Page.
Sir Alex Ferguson made precious few mistakes during his managerial career, his judgement rarely faltering during an unprecedented period of success at Manchester United.

Managerial rivals came and went, but Ferguson’s ability to move with the times and evolve ensured the Red Devils remained the Premier League’s dominant force for two decades.

One self-confessed and notorious mistake however, centered around the early exit of Jaap Stam. For those who watched the best of Stam during his time at Old Trafford, there is little doubt the Dutch defender remains one of the best to have graced the Premier League.


Stam signed for Manchester United as the most expensive defender in English football history in 1998, having impressed during a career in his native Netherlands that saw him steadily climb the Eredivisie ladder.

The centre-back made his professional debut with FC Zwolle, before short spells with SC Cambuur and Willem II. His big break came after signing for PSV Eindhoven, where he soon cemented his status as one of Dutch football’s finest.

Two seasons in Eindhoven brought an Eredivisie title, KNVB Cup and a pair Johan Cruyff Shield successes, with Stam named as Dutch Footballer of the Year in 1997.

The following summer he moved to the Premier League, as the Red Devils spent a record-breaking £10.6m to prise him from PSV.

United were in the midst of evolution as the senior stars from their early dominance of the Premier League had faded. Eric Cantona had announced his surprise retirement the previous summer, whilst both Brian McClair and Gary Pallister moved on to make room for the arrivals of Stam and Aston Villa forward Dwight Yorke.

Ferguson had seen Arsenal win a domestic double as Arsene Wenger’s arrival transformed the North Londoners and responded with the additions of Stam, Yorke and Jesper Blomqvist.

Each would play a prominent role in a season that saw the side make unprecedented history.

Data section.
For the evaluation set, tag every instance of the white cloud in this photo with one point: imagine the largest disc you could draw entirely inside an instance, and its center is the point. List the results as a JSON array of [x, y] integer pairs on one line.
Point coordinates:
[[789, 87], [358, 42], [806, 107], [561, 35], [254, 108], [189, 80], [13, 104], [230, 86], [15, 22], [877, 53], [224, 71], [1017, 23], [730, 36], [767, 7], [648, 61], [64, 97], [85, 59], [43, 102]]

Tasks.
a – According to the Jaap Stam article, what fee did Manchester United pay PSV to sign Stam?
b – Carry on writing the Jaap Stam article, picking up right after its final sentence.
The lines play no part in what you're asked to do.

The answers.
a – A record-breaking £10.6m.

b –
Stam’s career with the club began in forgettable fashion, struggling in a convincing 3-0 defeat to defending champions Arsenal in the Charity Shield.

For all his athletic attributes it was a game that welcomed Stam to the demands of English football, as the pace of Nicolas Anelka led to a difficult afternoon at Wembley.

Lessons learned, he adapted quickly to the new division as United mounted a challenge for the title. Imposing, authoritative, and possessing a deceptive turn of pace to match even the Premier League’s fastest forwards, the Dutchman was a domineering opponent.

United were third after defeat to Middlesbrough on December 19 – their third of the Premier League season – but from there remained unbeaten.

Stam scored his first, and only, goal for the club in a 6-2 thrashing of Leicester and a 19-game unbeaten run paved the way for another title success. Needing to win against Spurs on the final day of the season, a come-from-behind victory saw the Red Devils crowned champions again.

United had also progressed well in cup competition and added the FA Cup with a 2-0 win over Newcastle at Wembley, whilst a dramatic run in the Champions League set up a final against Bayern Munich.

Not since Sir Matt Busby’s legendary side of the 1960s had United reached Europe’s biggest fixture, with the chance of a historic treble in their sights.

What followed was the most dramatic of conclusions to a Champions League final, as the Red Devils scored twice in stoppage-time to turn defeat into victory. Stam’s first season had ended with unprecedented history being made.

“Moments like that are why you want to become a professional footballer,” Stam told WFi.

“When I left PSV to come to Manchester United, I wanted to come to England to win trophies and establish myself on the world stage.

“I never thought about winning the treble or the Champions League in my first season at all. I wanted to settle in, do well individually and hopefully win the league title.

“However, to go to the end of the season and win all three major honours was a dream come true. We had a feeling that something special was happening as we approached the end of the season in two major finals while at the top of the league.

“I have special memories of that time in my career. It gives me a special feeling too.”

Stam was named as UEFA Club Best Defender of the Year after the club’s treble success and retained the accolade the following season.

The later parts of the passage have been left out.